— begin —

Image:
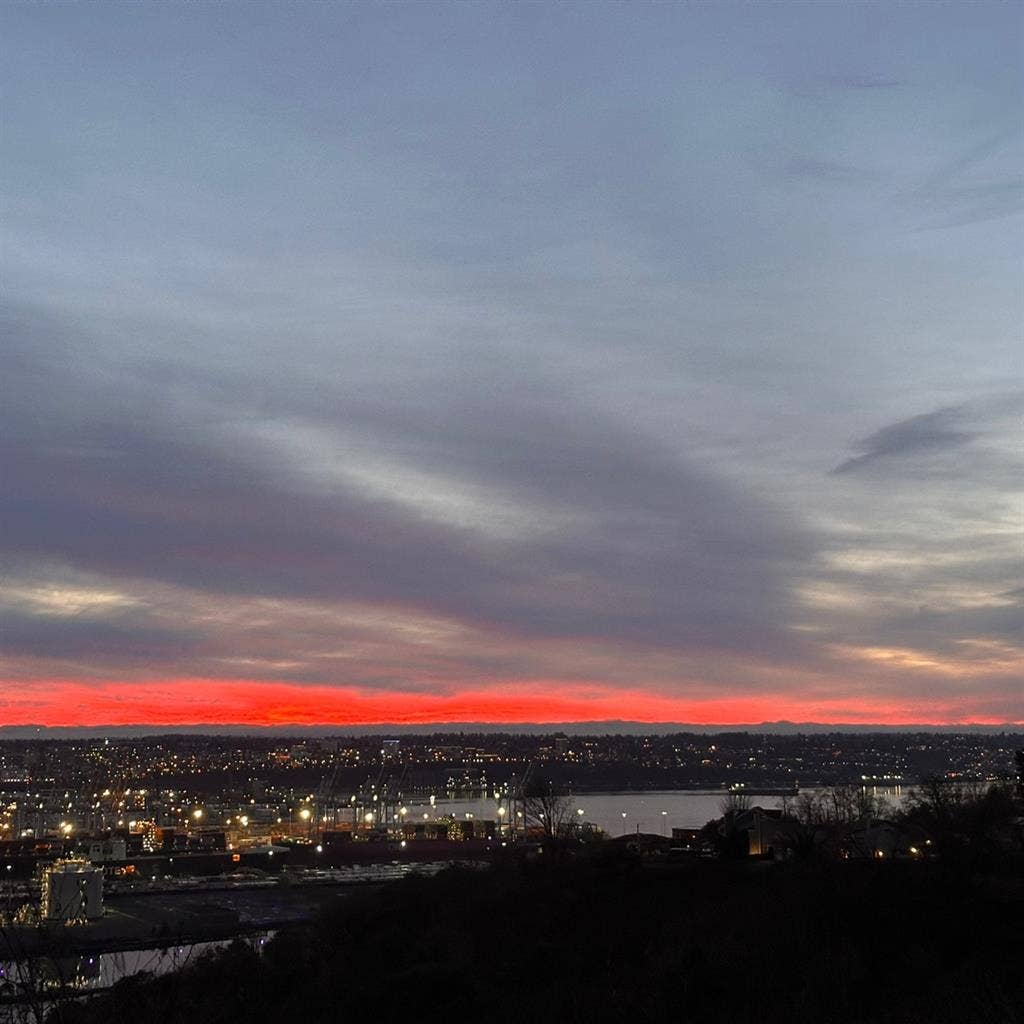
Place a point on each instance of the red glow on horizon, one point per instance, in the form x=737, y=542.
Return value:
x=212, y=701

— end —
— begin —

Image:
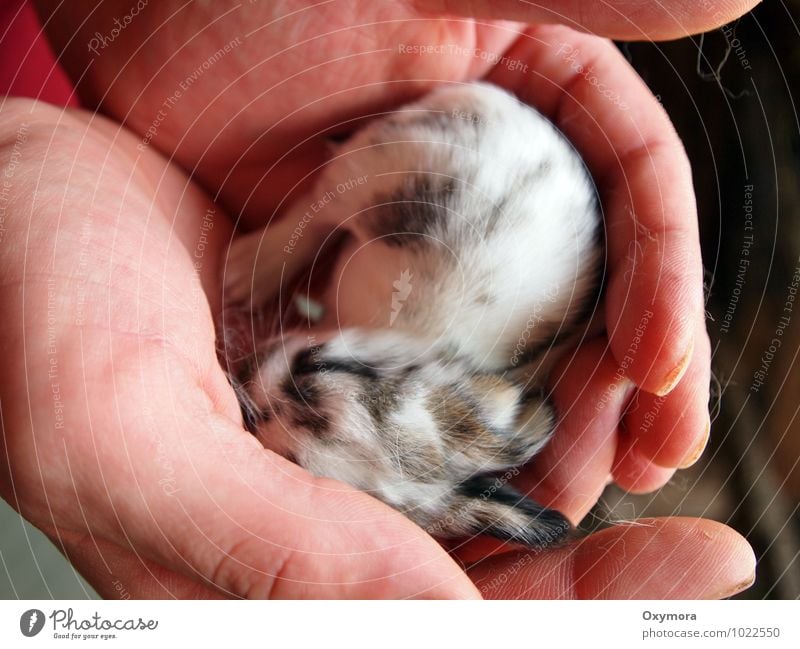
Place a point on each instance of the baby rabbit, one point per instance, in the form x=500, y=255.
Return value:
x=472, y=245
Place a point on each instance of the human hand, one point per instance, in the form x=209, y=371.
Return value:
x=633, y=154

— end —

# TASK PROMPT
Copy the material starting at the line containing "Place a point on each instance of the human" and ending at the line containing "x=633, y=154", switching "hand" to "finger" and leaving everything else the same.

# COMPLETE RESPONSE
Place a point on each instance of the human finger, one point per instance, in the form x=209, y=371.
Return value:
x=633, y=154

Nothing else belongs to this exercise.